### TASK INPUTS
-*-

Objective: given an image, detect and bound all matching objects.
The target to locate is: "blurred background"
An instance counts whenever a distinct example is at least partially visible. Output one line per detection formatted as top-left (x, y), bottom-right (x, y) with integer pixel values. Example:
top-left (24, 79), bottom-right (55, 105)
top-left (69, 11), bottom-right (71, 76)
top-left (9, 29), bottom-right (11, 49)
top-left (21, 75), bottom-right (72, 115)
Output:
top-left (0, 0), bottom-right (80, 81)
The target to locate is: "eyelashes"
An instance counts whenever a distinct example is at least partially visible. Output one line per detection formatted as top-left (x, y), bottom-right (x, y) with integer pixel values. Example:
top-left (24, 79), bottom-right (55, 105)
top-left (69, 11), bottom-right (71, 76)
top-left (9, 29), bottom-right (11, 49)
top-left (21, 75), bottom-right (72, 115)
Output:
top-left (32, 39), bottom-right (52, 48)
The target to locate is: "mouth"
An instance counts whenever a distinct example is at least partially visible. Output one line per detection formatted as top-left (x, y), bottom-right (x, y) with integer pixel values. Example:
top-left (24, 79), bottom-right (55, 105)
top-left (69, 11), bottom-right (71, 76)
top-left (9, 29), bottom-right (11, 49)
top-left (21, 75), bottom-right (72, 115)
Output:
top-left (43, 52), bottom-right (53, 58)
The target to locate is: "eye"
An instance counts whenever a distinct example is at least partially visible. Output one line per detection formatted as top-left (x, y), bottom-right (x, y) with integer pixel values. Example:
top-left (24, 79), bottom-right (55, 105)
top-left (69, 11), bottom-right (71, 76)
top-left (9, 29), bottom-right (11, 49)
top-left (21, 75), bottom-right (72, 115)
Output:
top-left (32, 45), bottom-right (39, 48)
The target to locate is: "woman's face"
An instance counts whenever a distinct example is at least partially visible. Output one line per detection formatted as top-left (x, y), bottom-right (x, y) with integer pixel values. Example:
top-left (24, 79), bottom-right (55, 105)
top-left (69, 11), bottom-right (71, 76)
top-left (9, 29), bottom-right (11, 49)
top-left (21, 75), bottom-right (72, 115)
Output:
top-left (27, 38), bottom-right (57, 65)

-*-

### WHAT THE TASK REQUIRES
Starting at the first line of the data above, reproduce it word for word and stop after the line that contains "top-left (32, 39), bottom-right (52, 48)". Include both that first line and that last line.

### EXERCISE ANSWER
Objective: given an image, detect and bound all matching objects.
The target to locate is: "blurred background"
An instance counts whenever a distinct example is at least partially visible. Output one line per detection formatted as top-left (x, y), bottom-right (x, y) with integer pixel values. Example:
top-left (24, 79), bottom-right (55, 105)
top-left (69, 11), bottom-right (71, 76)
top-left (9, 29), bottom-right (11, 49)
top-left (21, 75), bottom-right (72, 115)
Output:
top-left (0, 0), bottom-right (80, 81)
The target to locate is: "eyelashes"
An instance counts whenever a distinct example is at least partially visible. Output one line per detection formatted as top-left (x, y), bottom-right (x, y) with integer pixel values. Example:
top-left (24, 79), bottom-right (55, 105)
top-left (69, 11), bottom-right (71, 76)
top-left (9, 29), bottom-right (11, 49)
top-left (21, 75), bottom-right (72, 115)
Output:
top-left (32, 39), bottom-right (52, 48)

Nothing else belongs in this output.